Stored items from a collection:
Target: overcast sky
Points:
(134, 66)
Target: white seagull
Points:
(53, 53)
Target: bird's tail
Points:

◆ Description of the task ◆
When you reach the end of the records, set them all down again exactly.

◆ Expected answer ◆
Target: overcast sky
Points:
(134, 66)
Target: white seagull
Points:
(53, 53)
Target: bird's tail
Points:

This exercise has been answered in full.